Problems:
1 – List every template name given in the table on the rule templates page.
2 – From the rule templates page, quote the passage that begins with "Checks whether the" and ends with "has a null value.".

Page extract:
+-------+

Updated on 2022-09-23 GMT+08:00

Creating Rule Templates

DataArts Quality can monitor offline data, in which quality rules play a vital role. There are 26 built-in rule templates, such as database-level, table-level, field-level, and cross-field rule templates.

Table 1 System built-in rule templates

Rule Type

Dimension

Template

Description

Database-level

Integrity

Database null value scan

Calculates the number of rows in all the tables of a database in which all fields have a null value.

Table-level

Accuracy

Table rows

Calculates the number of rows in a data table.

Integrity

Data table null value scan

Calculates the number of rows in a table in which all fields have a null value.

Field-level

Uniqueness

Field with a unique value

Calculates the number of rows in a data table in which a specified field has a unique value.

Field with duplicate values

Calculates the number of rows in a data table in which a specified field has duplicate values.

Unique combination of multiple fields

Checks whether the combination of multiple fields in a DWS table is unique. A maximum of 10 fields can be combined.

Integrity

Field with a null value

Calculates the number of rows in a data table in which a specified field has a null value.

+-------+

Information provided:
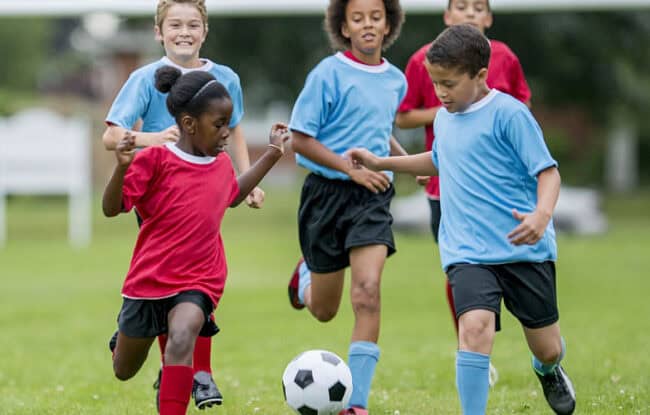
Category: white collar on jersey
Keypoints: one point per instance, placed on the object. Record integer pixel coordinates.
(191, 158)
(383, 67)
(481, 102)
(207, 65)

+-------+

Task solutions:
1 –
Database null value scan
Table rows
Data table null value scan
Field with a unique value
Field with duplicate values
Unique combination of multiple fields
Field with a null value

2 –
Checks whether the combination of multiple fields in a DWS table is unique. A maximum of 10 fields can be combined.

Integrity

Field with a null value

Calculates the number of rows in a data table in which a specified field has a null value.